──────── SOURCE MATERIAL ────────

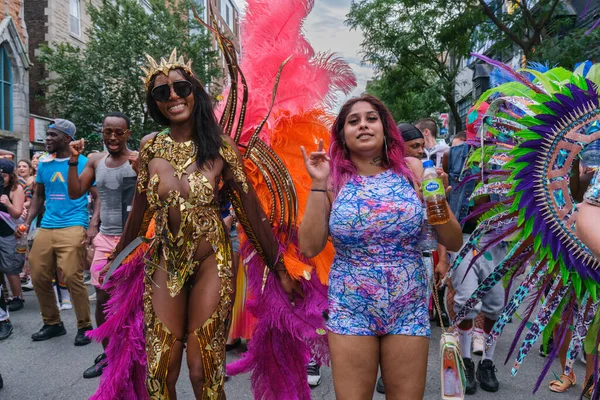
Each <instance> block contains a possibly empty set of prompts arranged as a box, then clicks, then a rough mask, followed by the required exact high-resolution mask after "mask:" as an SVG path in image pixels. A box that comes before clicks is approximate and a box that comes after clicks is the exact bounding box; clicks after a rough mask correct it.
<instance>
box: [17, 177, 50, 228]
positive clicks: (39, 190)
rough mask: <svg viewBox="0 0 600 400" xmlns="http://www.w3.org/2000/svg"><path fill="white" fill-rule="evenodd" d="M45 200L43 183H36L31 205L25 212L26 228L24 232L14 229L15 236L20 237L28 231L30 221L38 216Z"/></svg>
mask: <svg viewBox="0 0 600 400" xmlns="http://www.w3.org/2000/svg"><path fill="white" fill-rule="evenodd" d="M45 201H46V190H45V187H44V184H43V183H39V182H38V183H37V186H36V188H35V193H34V194H33V198H32V199H31V205H30V206H29V211H28V212H27V218H26V219H25V226H26V227H27V229H26V230H25V232H21V231H19V230H18V229H17V230H16V231H15V236H17V237H21V236H22V235H24V234H26V233H27V232H28V231H29V227H30V226H31V222H32V221H33V220H34V218H35V217H37V216H38V214H39V213H40V211H41V210H42V208H43V207H44V202H45Z"/></svg>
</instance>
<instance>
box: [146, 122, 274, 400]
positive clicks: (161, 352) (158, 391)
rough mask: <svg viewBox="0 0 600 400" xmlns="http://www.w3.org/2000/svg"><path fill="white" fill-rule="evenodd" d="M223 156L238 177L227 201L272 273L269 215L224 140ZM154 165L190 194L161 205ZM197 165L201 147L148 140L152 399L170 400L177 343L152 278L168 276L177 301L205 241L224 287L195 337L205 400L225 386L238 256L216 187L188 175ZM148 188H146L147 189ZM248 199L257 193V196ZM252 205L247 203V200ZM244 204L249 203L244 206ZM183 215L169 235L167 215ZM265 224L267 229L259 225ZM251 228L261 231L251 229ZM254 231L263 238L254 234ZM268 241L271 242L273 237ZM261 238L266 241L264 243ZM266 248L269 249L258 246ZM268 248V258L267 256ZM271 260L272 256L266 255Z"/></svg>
mask: <svg viewBox="0 0 600 400" xmlns="http://www.w3.org/2000/svg"><path fill="white" fill-rule="evenodd" d="M220 155H221V157H222V158H223V159H224V161H225V163H226V164H227V165H228V166H229V168H230V169H231V171H232V175H233V179H231V181H232V182H225V190H223V192H224V193H226V195H229V197H230V198H231V201H232V203H233V205H234V208H235V209H236V213H237V214H238V215H239V216H240V217H241V218H240V220H241V222H242V225H243V227H244V230H245V231H246V233H247V234H248V237H249V239H250V240H251V242H252V243H253V244H254V245H255V247H256V248H257V252H258V253H259V255H261V256H263V257H264V256H265V255H266V259H267V260H268V261H270V262H268V263H267V264H268V266H269V267H270V268H271V269H273V268H274V264H275V263H276V260H277V259H278V254H277V252H278V248H277V246H271V244H273V245H276V242H275V239H274V237H273V235H272V233H271V230H270V226H268V224H266V226H262V225H265V223H264V221H266V219H265V218H264V213H263V212H262V209H260V205H259V204H258V201H257V199H256V198H255V197H256V196H254V197H252V196H248V194H249V193H250V190H249V185H248V182H247V180H246V175H245V173H244V170H243V167H242V164H241V163H240V161H239V159H238V157H237V154H236V153H235V152H234V150H233V149H232V148H231V146H230V145H229V144H228V143H227V142H226V141H223V144H222V146H221V149H220ZM154 158H161V159H164V160H166V161H168V162H169V163H170V164H171V165H172V166H173V169H174V176H175V177H177V178H179V179H187V181H188V183H189V195H188V197H187V198H183V197H182V195H181V193H180V192H179V191H177V190H171V191H169V193H168V195H167V197H166V198H165V199H161V198H159V195H158V186H159V183H160V178H159V176H158V174H154V175H153V176H151V177H149V171H148V164H149V162H150V160H152V159H154ZM195 162H196V145H195V144H194V143H193V142H192V141H189V142H183V143H179V142H175V141H174V140H173V139H172V138H171V137H170V135H169V134H168V130H166V131H163V132H161V133H159V134H157V135H156V137H155V138H154V139H152V140H150V141H149V142H148V143H147V144H146V146H145V147H144V148H143V149H142V152H141V154H140V173H139V177H138V187H137V190H138V193H140V194H141V193H143V192H144V191H145V192H146V198H147V207H146V210H145V212H144V221H145V223H144V224H143V225H142V230H141V232H140V234H144V233H145V232H144V226H147V223H148V221H149V219H151V218H154V221H155V236H154V238H152V240H151V244H150V250H149V251H148V253H147V256H146V258H145V263H146V281H145V286H146V290H145V294H144V323H145V328H146V329H145V330H146V353H147V362H148V365H147V379H146V386H147V388H148V393H149V395H150V398H152V399H168V392H167V386H166V377H167V367H168V363H169V357H170V353H171V349H172V347H173V345H174V344H175V342H176V341H177V340H180V341H184V340H185V338H176V337H175V336H174V335H173V334H172V333H171V332H170V331H169V330H168V329H167V327H166V326H165V325H164V324H163V323H162V322H161V321H160V319H159V318H158V317H157V315H156V313H155V312H154V309H153V306H152V290H153V285H154V282H153V281H152V275H153V273H154V271H155V270H156V269H157V268H160V269H164V270H165V271H166V272H167V273H168V279H167V287H168V290H169V293H170V295H171V296H173V297H174V296H176V295H177V294H179V292H180V291H181V289H182V288H183V287H184V285H185V284H186V282H187V280H188V278H189V277H190V276H192V274H193V273H194V270H195V268H196V267H197V266H198V265H199V264H200V263H201V262H202V260H195V256H196V250H197V248H198V244H199V243H200V242H201V241H202V240H206V241H207V242H208V243H209V244H210V246H211V247H212V253H211V254H210V255H211V256H212V255H213V253H214V257H215V259H216V261H217V269H218V271H217V273H218V276H219V278H220V280H221V287H220V300H219V304H218V305H217V308H216V309H215V311H214V313H213V314H212V316H211V318H209V319H208V320H207V321H206V322H205V323H204V324H203V325H202V326H201V327H199V328H197V329H196V330H195V331H194V333H195V334H196V336H197V338H198V342H199V345H200V349H201V352H202V364H203V368H204V376H205V380H204V388H203V399H220V398H224V391H223V385H224V382H225V368H224V361H225V341H226V337H225V336H226V335H225V326H226V321H227V320H228V319H229V318H230V313H231V308H232V297H231V295H232V293H233V282H232V277H233V272H232V251H231V242H230V238H229V234H228V233H227V232H225V230H224V224H223V221H222V218H221V213H220V209H219V204H218V201H217V198H216V195H215V188H213V186H212V185H211V183H210V182H209V181H208V179H207V178H206V177H205V176H204V175H203V174H202V172H201V171H199V170H195V171H193V172H191V173H189V174H188V173H187V168H188V167H189V166H190V165H191V164H193V163H195ZM146 188H147V189H146ZM250 194H253V192H251V193H250ZM245 200H246V201H245ZM244 202H245V203H246V204H244ZM244 205H246V206H249V207H250V209H251V210H247V211H249V212H248V214H256V215H252V217H253V218H250V220H252V219H254V218H257V219H256V221H257V222H258V225H261V226H258V227H257V223H252V222H251V221H250V220H249V218H248V214H245V213H244V207H243V206H244ZM173 208H176V209H179V212H180V215H181V222H180V224H179V228H178V230H177V231H176V232H171V231H170V229H169V224H168V222H169V211H170V210H172V209H173ZM261 222H262V223H261ZM252 228H258V229H255V230H253V229H252ZM255 231H256V233H258V235H257V234H255ZM269 234H270V237H269ZM261 239H262V240H261ZM260 243H263V244H265V245H266V247H265V246H260ZM266 248H268V250H267V251H264V249H266ZM266 253H268V254H266Z"/></svg>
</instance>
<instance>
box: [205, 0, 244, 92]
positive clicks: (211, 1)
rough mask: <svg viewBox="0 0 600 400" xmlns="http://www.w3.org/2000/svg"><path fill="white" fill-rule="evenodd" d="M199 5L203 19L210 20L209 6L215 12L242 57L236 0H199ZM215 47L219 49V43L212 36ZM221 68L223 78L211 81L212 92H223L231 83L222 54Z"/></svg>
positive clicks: (226, 66) (239, 56)
mask: <svg viewBox="0 0 600 400" xmlns="http://www.w3.org/2000/svg"><path fill="white" fill-rule="evenodd" d="M198 3H199V5H200V6H202V9H203V12H202V19H204V21H208V10H209V8H210V9H211V10H212V12H213V13H214V16H215V19H216V20H217V26H218V28H219V30H220V31H221V32H223V33H224V34H225V35H226V36H227V37H228V38H229V39H230V40H231V42H232V43H233V46H234V47H235V50H236V52H237V55H238V60H239V59H240V54H241V46H240V11H239V10H238V8H237V6H236V4H235V1H234V0H199V1H198ZM212 45H213V49H215V50H218V49H219V43H218V42H217V40H216V38H215V37H213V38H212ZM218 62H219V69H220V71H221V76H222V78H221V79H218V80H216V81H214V82H211V85H210V87H209V90H210V91H211V92H212V93H221V91H222V90H223V88H224V87H225V86H227V85H228V84H229V71H228V70H227V63H226V62H225V58H224V57H223V55H222V54H220V56H219V61H218Z"/></svg>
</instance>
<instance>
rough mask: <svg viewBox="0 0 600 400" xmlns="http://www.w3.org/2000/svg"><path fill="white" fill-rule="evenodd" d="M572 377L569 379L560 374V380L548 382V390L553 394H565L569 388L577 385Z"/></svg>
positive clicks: (568, 378)
mask: <svg viewBox="0 0 600 400" xmlns="http://www.w3.org/2000/svg"><path fill="white" fill-rule="evenodd" d="M572 375H573V377H572V378H571V377H570V376H568V375H565V374H562V375H561V376H560V378H558V379H556V380H553V381H550V386H548V388H549V389H550V390H551V391H552V392H555V393H564V392H566V391H567V390H568V389H569V388H570V387H573V386H575V384H576V383H577V380H576V379H575V374H572Z"/></svg>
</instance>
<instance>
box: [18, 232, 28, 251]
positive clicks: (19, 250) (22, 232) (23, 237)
mask: <svg viewBox="0 0 600 400" xmlns="http://www.w3.org/2000/svg"><path fill="white" fill-rule="evenodd" d="M17 229H18V230H19V232H21V233H22V234H23V236H21V237H20V238H18V239H17V253H19V254H25V253H26V252H27V246H28V244H29V243H28V241H27V235H26V232H27V226H25V225H19V226H18V227H17Z"/></svg>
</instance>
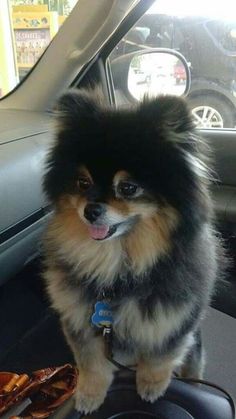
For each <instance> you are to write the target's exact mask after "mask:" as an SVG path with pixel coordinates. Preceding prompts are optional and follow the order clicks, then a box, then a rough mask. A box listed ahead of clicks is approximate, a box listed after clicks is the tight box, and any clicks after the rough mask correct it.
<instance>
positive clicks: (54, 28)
mask: <svg viewBox="0 0 236 419" xmlns="http://www.w3.org/2000/svg"><path fill="white" fill-rule="evenodd" d="M76 2H77V0H0V59H1V66H0V98H1V97H4V96H5V95H6V94H7V93H9V92H10V91H11V90H13V89H14V88H15V86H16V85H17V84H19V83H21V81H22V80H23V79H24V77H25V76H26V75H27V74H28V72H29V71H30V70H31V68H32V67H33V66H34V65H35V64H36V63H37V61H38V60H39V58H40V57H41V55H42V54H43V52H44V51H45V49H46V48H47V46H48V45H49V43H50V42H51V40H52V39H53V37H54V36H55V35H56V33H57V32H58V31H59V29H60V27H61V26H62V24H63V23H64V21H65V20H66V18H67V17H68V16H69V14H70V13H71V11H72V9H73V7H74V6H75V4H76Z"/></svg>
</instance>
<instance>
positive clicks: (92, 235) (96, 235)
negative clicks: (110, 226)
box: [89, 225, 109, 240]
mask: <svg viewBox="0 0 236 419" xmlns="http://www.w3.org/2000/svg"><path fill="white" fill-rule="evenodd" d="M108 231H109V226H104V225H103V226H93V225H91V226H89V234H90V236H91V237H92V239H100V240H101V239H105V237H106V236H107V234H108Z"/></svg>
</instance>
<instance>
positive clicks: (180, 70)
mask: <svg viewBox="0 0 236 419" xmlns="http://www.w3.org/2000/svg"><path fill="white" fill-rule="evenodd" d="M200 2H201V3H202V6H203V0H200ZM226 3H229V4H228V6H227V5H226V4H225V3H224V4H222V5H221V6H220V3H219V4H218V5H217V7H215V2H214V3H213V0H209V1H208V2H207V8H206V7H204V6H203V7H200V6H199V7H197V8H194V7H190V5H189V2H187V1H186V0H180V1H179V2H178V7H177V6H176V3H175V2H174V0H169V1H168V0H158V1H156V2H154V4H153V5H152V6H151V8H150V9H149V10H147V12H146V13H145V14H144V15H143V16H142V17H141V19H140V20H139V21H138V22H137V23H136V25H135V26H134V27H133V28H132V29H130V31H129V32H128V33H127V34H126V35H125V36H124V38H123V39H122V40H121V41H120V42H119V43H118V45H117V46H116V47H115V48H114V50H113V51H112V53H111V54H110V57H109V62H110V66H111V71H112V75H113V82H114V87H115V95H116V101H117V104H118V105H120V106H122V105H128V104H132V103H134V102H135V101H137V100H140V99H141V97H142V96H143V95H144V94H151V95H152V94H158V93H162V94H163V93H164V94H165V93H172V94H177V95H180V94H182V93H183V91H184V84H185V83H186V79H185V77H186V74H185V72H184V69H183V66H182V65H181V63H180V62H177V61H176V62H174V63H173V65H172V67H171V71H169V69H170V66H169V67H168V66H166V62H164V64H163V61H162V62H161V61H160V57H161V55H160V54H159V55H157V54H156V59H155V65H152V66H151V65H150V57H149V61H148V59H147V56H146V58H145V59H144V56H143V55H141V56H140V51H146V52H147V50H150V52H153V50H154V49H155V48H169V49H171V50H173V51H177V52H179V53H181V54H182V55H183V56H184V58H185V59H186V61H187V63H188V67H189V70H190V74H191V85H190V90H189V92H188V95H187V100H188V103H189V106H190V109H191V111H192V114H193V117H194V121H195V123H196V126H197V127H198V128H207V129H208V128H209V129H211V128H213V129H217V128H220V129H222V128H231V129H232V128H235V126H236V18H232V19H229V18H226V17H225V13H226V12H225V11H226V10H228V15H229V16H230V15H231V16H233V14H232V12H231V11H230V10H231V9H232V2H230V0H226ZM135 52H136V53H137V56H136V58H135ZM131 55H132V60H131V62H130V59H129V57H131ZM147 55H148V54H147ZM152 57H153V55H152ZM158 60H159V62H158ZM152 61H153V62H152V64H153V63H154V60H153V58H152ZM165 61H166V60H165ZM127 65H129V66H130V68H129V71H128V72H127V71H125V68H126V67H127ZM126 70H127V68H126ZM154 73H156V74H154ZM131 75H132V83H131ZM167 79H168V80H167ZM160 80H162V82H161V83H160ZM170 80H171V82H170Z"/></svg>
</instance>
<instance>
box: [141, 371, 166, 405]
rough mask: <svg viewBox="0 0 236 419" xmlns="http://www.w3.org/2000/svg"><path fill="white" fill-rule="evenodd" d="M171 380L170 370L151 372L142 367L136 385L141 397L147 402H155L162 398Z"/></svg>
mask: <svg viewBox="0 0 236 419" xmlns="http://www.w3.org/2000/svg"><path fill="white" fill-rule="evenodd" d="M170 380H171V373H170V371H169V370H156V371H155V369H154V370H151V369H149V367H141V368H138V370H137V375H136V385H137V392H138V394H139V395H140V397H141V398H142V399H143V400H145V401H147V402H151V403H153V402H155V401H156V400H157V399H158V398H159V397H161V396H162V395H163V394H164V393H165V391H166V389H167V387H168V385H169V383H170Z"/></svg>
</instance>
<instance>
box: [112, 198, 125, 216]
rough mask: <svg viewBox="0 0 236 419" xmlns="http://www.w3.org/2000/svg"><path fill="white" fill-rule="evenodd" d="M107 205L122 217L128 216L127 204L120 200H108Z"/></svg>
mask: <svg viewBox="0 0 236 419" xmlns="http://www.w3.org/2000/svg"><path fill="white" fill-rule="evenodd" d="M108 204H109V205H110V206H111V207H112V208H114V210H115V211H117V212H119V213H120V214H122V215H123V216H129V204H128V203H127V202H125V201H123V200H122V199H119V200H118V199H110V200H109V201H108Z"/></svg>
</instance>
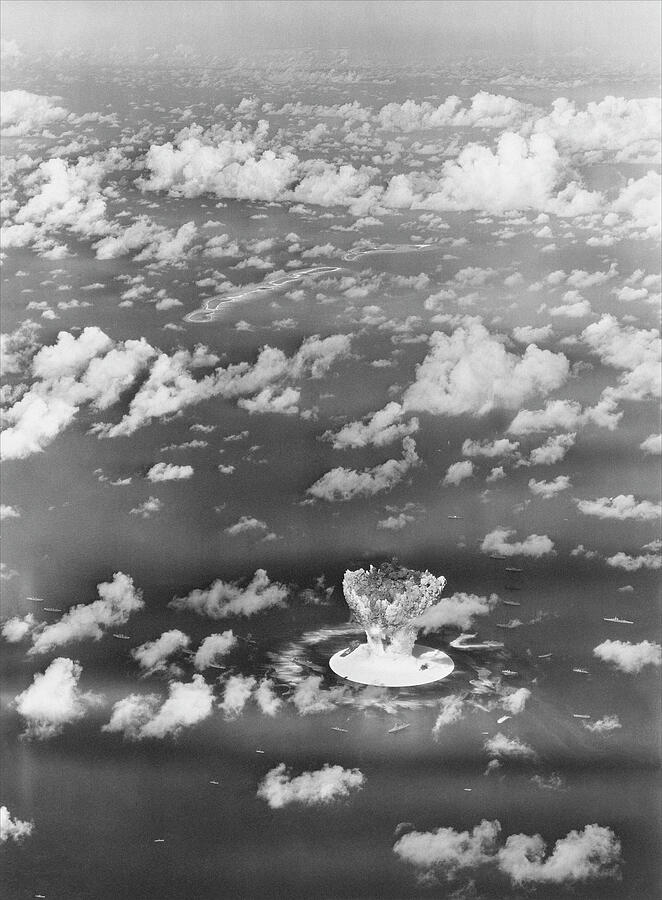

────────

(TO DO)
The range runs from the line above containing "box: [205, 0, 244, 92]" to the line containing "5L203 19L210 20L209", inclusive. Restate those lines word for word and no others.

(WRITTEN REPLY)
box: [205, 0, 244, 92]
positive clicks: (211, 1)
rough mask: <svg viewBox="0 0 600 400" xmlns="http://www.w3.org/2000/svg"><path fill="white" fill-rule="evenodd" d="M199 5L203 19L210 20L209 6L215 12L242 57L236 0H199ZM215 47L219 49V43L212 36ZM221 68L223 78L211 81L212 92H223L231 83L222 54Z"/></svg>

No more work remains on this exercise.